** WHAT YOU SHOULD DO **
I would like each line of the data that holds the word "handle" copied out.
-- Opening Marker --
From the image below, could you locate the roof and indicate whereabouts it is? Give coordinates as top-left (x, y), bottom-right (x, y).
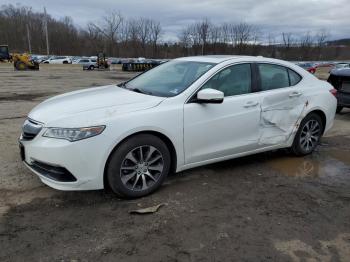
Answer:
top-left (177, 55), bottom-right (255, 64)
top-left (330, 68), bottom-right (350, 77)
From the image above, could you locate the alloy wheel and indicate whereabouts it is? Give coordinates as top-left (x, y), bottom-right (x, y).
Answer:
top-left (120, 145), bottom-right (164, 191)
top-left (299, 119), bottom-right (321, 152)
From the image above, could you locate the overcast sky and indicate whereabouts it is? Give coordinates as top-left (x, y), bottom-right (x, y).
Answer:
top-left (2, 0), bottom-right (350, 41)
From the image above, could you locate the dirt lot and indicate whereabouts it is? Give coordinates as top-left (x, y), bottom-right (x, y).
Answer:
top-left (0, 64), bottom-right (350, 261)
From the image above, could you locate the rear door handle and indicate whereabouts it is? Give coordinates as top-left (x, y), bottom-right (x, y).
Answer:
top-left (244, 101), bottom-right (259, 108)
top-left (289, 91), bottom-right (302, 98)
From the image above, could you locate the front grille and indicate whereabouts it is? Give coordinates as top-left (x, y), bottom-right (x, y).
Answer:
top-left (22, 118), bottom-right (43, 141)
top-left (30, 160), bottom-right (77, 182)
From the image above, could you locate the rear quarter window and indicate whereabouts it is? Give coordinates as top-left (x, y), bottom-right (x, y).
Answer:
top-left (288, 69), bottom-right (302, 86)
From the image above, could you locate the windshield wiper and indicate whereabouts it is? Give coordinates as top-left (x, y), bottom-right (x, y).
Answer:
top-left (117, 82), bottom-right (126, 88)
top-left (118, 82), bottom-right (153, 95)
top-left (129, 87), bottom-right (153, 95)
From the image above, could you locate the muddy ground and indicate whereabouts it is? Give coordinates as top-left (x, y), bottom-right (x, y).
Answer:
top-left (0, 64), bottom-right (349, 261)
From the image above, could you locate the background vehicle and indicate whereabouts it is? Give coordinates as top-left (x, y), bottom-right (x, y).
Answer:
top-left (297, 62), bottom-right (317, 74)
top-left (334, 63), bottom-right (350, 69)
top-left (107, 57), bottom-right (122, 65)
top-left (42, 56), bottom-right (72, 64)
top-left (20, 56), bottom-right (337, 198)
top-left (80, 58), bottom-right (98, 70)
top-left (96, 53), bottom-right (109, 70)
top-left (12, 53), bottom-right (39, 70)
top-left (0, 45), bottom-right (11, 61)
top-left (328, 68), bottom-right (350, 113)
top-left (0, 45), bottom-right (39, 70)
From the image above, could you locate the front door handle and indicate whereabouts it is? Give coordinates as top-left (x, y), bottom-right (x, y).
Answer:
top-left (244, 101), bottom-right (259, 108)
top-left (289, 91), bottom-right (302, 98)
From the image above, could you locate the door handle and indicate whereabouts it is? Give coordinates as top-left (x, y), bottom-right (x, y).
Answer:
top-left (244, 101), bottom-right (259, 108)
top-left (289, 91), bottom-right (302, 98)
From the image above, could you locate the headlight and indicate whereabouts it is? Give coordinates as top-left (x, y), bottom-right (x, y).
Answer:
top-left (43, 126), bottom-right (105, 142)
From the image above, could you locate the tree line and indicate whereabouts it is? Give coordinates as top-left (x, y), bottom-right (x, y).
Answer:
top-left (1, 4), bottom-right (349, 60)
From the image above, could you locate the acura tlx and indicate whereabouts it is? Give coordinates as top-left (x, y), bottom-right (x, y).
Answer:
top-left (19, 56), bottom-right (337, 198)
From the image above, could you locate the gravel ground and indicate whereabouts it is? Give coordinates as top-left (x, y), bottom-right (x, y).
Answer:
top-left (0, 63), bottom-right (349, 262)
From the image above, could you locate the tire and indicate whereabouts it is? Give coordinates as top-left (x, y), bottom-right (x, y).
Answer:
top-left (88, 65), bottom-right (94, 70)
top-left (63, 61), bottom-right (68, 64)
top-left (15, 61), bottom-right (27, 71)
top-left (106, 134), bottom-right (171, 198)
top-left (336, 106), bottom-right (343, 113)
top-left (291, 113), bottom-right (324, 156)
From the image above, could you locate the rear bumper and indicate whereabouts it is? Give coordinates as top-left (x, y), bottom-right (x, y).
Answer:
top-left (337, 91), bottom-right (350, 107)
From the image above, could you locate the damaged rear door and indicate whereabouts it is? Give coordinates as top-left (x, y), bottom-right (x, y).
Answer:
top-left (256, 63), bottom-right (308, 146)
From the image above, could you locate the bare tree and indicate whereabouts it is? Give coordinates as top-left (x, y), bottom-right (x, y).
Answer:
top-left (233, 22), bottom-right (256, 53)
top-left (299, 31), bottom-right (313, 60)
top-left (281, 32), bottom-right (295, 59)
top-left (90, 11), bottom-right (123, 55)
top-left (267, 33), bottom-right (277, 58)
top-left (315, 29), bottom-right (329, 59)
top-left (209, 25), bottom-right (220, 54)
top-left (138, 18), bottom-right (152, 56)
top-left (149, 20), bottom-right (162, 57)
top-left (2, 4), bottom-right (350, 60)
top-left (179, 27), bottom-right (192, 56)
top-left (196, 18), bottom-right (211, 55)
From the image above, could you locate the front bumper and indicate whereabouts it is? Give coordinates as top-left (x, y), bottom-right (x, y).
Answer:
top-left (19, 131), bottom-right (110, 191)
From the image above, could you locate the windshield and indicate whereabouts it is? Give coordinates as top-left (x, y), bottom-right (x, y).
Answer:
top-left (123, 60), bottom-right (215, 97)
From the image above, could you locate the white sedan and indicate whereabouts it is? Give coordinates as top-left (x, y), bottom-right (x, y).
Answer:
top-left (42, 56), bottom-right (72, 64)
top-left (20, 56), bottom-right (337, 198)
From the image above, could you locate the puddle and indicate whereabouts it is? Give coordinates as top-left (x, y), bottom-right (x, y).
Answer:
top-left (0, 92), bottom-right (57, 101)
top-left (275, 233), bottom-right (350, 262)
top-left (0, 187), bottom-right (57, 218)
top-left (327, 149), bottom-right (350, 165)
top-left (266, 149), bottom-right (350, 178)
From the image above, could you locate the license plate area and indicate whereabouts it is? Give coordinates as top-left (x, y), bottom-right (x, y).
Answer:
top-left (19, 142), bottom-right (25, 161)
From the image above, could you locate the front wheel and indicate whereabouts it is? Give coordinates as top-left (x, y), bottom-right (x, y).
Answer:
top-left (291, 113), bottom-right (323, 156)
top-left (106, 134), bottom-right (171, 198)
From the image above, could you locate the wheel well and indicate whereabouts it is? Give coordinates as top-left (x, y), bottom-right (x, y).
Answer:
top-left (103, 131), bottom-right (177, 189)
top-left (308, 110), bottom-right (326, 134)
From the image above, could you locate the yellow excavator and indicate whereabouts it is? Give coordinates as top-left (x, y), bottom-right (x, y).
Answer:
top-left (0, 45), bottom-right (39, 70)
top-left (96, 52), bottom-right (109, 70)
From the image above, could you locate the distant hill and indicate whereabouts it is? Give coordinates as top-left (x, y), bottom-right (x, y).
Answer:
top-left (328, 39), bottom-right (350, 46)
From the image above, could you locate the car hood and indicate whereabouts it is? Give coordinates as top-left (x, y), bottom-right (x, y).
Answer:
top-left (28, 85), bottom-right (165, 125)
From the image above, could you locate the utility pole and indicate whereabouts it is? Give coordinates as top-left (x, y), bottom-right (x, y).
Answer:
top-left (44, 7), bottom-right (50, 56)
top-left (26, 23), bottom-right (32, 53)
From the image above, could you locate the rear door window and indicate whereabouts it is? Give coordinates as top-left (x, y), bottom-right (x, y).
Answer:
top-left (258, 64), bottom-right (289, 91)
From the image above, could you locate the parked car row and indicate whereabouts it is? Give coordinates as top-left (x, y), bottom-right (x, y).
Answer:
top-left (295, 61), bottom-right (350, 74)
top-left (296, 62), bottom-right (317, 74)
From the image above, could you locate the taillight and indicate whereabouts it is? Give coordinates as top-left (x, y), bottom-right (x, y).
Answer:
top-left (329, 88), bottom-right (337, 97)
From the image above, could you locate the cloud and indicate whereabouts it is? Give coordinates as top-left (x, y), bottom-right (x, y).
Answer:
top-left (4, 0), bottom-right (350, 40)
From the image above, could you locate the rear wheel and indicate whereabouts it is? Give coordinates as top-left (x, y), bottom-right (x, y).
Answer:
top-left (291, 113), bottom-right (323, 156)
top-left (106, 134), bottom-right (171, 198)
top-left (15, 61), bottom-right (27, 71)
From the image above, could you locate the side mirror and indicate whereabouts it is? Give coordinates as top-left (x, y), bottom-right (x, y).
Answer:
top-left (196, 88), bottom-right (224, 104)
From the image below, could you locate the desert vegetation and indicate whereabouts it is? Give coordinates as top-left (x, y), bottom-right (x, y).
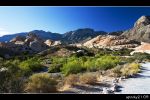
-- Closing Marker --
** TASK RESULT **
From the image above, could you locate the rear door handle and indicate whereabouts it is? Give coordinates as top-left (x, y), bottom-right (x, y).
From the image above, could you locate the front door handle and indicate whereabouts it is? Give coordinates as top-left (x, y), bottom-right (x, y).
From the image above, could you locate the door handle and indicate whereabouts it is? Give coordinates as top-left (x, y), bottom-right (x, y).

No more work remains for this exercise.